[Task] Each line below should be reproduced without any alteration.
───── Data shown
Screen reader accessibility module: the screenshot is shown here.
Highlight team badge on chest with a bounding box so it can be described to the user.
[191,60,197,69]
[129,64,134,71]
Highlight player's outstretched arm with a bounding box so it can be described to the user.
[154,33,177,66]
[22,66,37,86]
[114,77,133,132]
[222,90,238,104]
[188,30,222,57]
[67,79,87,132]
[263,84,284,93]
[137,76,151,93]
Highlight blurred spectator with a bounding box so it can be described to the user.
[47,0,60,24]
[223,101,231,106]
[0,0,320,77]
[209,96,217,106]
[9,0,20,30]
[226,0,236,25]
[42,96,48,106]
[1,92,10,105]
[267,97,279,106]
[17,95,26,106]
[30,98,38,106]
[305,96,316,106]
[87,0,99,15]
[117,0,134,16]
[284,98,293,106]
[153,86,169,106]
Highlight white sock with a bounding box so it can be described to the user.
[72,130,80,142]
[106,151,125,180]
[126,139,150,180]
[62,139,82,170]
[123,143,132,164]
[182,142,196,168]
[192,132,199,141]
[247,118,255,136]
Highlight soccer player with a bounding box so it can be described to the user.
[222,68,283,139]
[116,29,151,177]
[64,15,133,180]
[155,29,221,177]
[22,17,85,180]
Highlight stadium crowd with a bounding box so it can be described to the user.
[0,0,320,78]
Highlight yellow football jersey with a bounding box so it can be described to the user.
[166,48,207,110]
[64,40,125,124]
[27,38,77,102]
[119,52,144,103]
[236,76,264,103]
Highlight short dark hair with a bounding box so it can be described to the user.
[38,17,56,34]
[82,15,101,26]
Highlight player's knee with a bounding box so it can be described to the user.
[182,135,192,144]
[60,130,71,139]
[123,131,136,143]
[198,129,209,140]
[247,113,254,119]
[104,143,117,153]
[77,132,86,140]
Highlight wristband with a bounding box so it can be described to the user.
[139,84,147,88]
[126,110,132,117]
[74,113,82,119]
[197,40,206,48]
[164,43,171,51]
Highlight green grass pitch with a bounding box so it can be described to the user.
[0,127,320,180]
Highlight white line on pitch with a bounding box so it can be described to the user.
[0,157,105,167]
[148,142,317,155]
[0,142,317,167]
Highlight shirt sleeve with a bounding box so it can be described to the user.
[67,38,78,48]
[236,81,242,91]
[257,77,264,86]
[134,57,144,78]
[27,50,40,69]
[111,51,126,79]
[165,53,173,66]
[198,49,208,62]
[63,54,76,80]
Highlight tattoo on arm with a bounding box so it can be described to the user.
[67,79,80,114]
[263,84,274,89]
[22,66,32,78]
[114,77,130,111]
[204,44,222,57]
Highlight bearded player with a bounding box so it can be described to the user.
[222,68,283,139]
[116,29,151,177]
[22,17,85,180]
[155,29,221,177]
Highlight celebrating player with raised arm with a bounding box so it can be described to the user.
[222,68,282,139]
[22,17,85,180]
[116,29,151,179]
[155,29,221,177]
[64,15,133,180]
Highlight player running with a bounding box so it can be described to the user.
──────────
[The reply]
Screen reader accessibility module: the screenshot is shown here.
Highlight team badge on chest with a bounding box so it can be described to the user.
[191,60,197,69]
[129,64,134,71]
Highlight player's outstretched arm with a bounding box so it can be described to the user.
[154,33,177,66]
[22,66,37,86]
[114,77,133,132]
[222,90,238,104]
[188,30,222,57]
[67,79,87,132]
[263,84,284,93]
[137,76,151,93]
Highlight blurred spectator with a bounding box so it can be described to the user.
[47,0,60,24]
[223,101,231,106]
[0,0,320,77]
[209,96,217,106]
[9,0,20,30]
[226,0,236,25]
[42,96,48,106]
[1,92,10,105]
[267,97,279,106]
[17,95,26,106]
[30,98,38,106]
[305,96,316,106]
[87,0,99,15]
[117,0,134,16]
[284,98,293,106]
[153,86,169,106]
Highlight white sock with a bounding box so it can be described to the user.
[72,130,80,142]
[106,151,125,180]
[126,139,150,180]
[62,139,82,170]
[123,143,132,164]
[182,142,196,168]
[192,132,199,141]
[247,118,255,136]
Highlight soccer player with a bounding box so it can be described to the user.
[222,68,283,139]
[116,29,151,177]
[64,15,133,180]
[155,29,221,177]
[22,17,85,180]
Highlight stadium crowd with a bounding box so it can be described to the user.
[0,0,320,78]
Highlight yellow football jersey with a bounding box so it can be described to the user.
[166,48,207,110]
[64,40,125,124]
[27,38,77,102]
[119,52,144,103]
[236,76,264,103]
Highlight short dark hair with a bounding box so it can be described to the user.
[38,17,56,34]
[82,15,101,26]
Highlight player's knee with a bounding box so it can be described to the user.
[182,135,192,144]
[60,130,71,139]
[123,131,136,143]
[198,129,209,140]
[247,113,254,119]
[104,143,117,153]
[77,132,86,140]
Highlight wristband with a bounding box so it can be described to the user.
[139,84,147,88]
[126,110,132,117]
[74,113,82,119]
[197,40,206,48]
[164,43,171,51]
Highlight green grass pitch with a bounding box so it can be described to the user.
[0,127,320,180]
Highlight white line on pitch with a bounding box so it can be described to the user.
[0,157,105,167]
[148,142,317,155]
[0,142,317,167]
Highlight shirt sleeve with a bounding box so it can be described to the user.
[67,38,78,48]
[236,81,242,91]
[257,77,264,86]
[134,57,144,78]
[27,50,40,69]
[111,51,126,79]
[165,53,173,66]
[198,49,208,62]
[63,54,76,80]
Highlight tattoo on arm with a bounding box so it can be described to the user.
[67,79,80,114]
[263,84,274,89]
[22,66,32,78]
[114,77,130,111]
[204,44,222,57]
Highlight bearded player with a bounding box so it can be described to the user.
[222,68,283,139]
[116,29,151,177]
[22,17,85,180]
[155,29,221,177]
Highlight celebrating player with raised arm with a bounding box so it can be described to the user.
[222,68,282,139]
[22,17,85,180]
[116,29,151,179]
[155,29,221,177]
[64,15,133,180]
Highlight player running with a bounding box so it can be described to the user.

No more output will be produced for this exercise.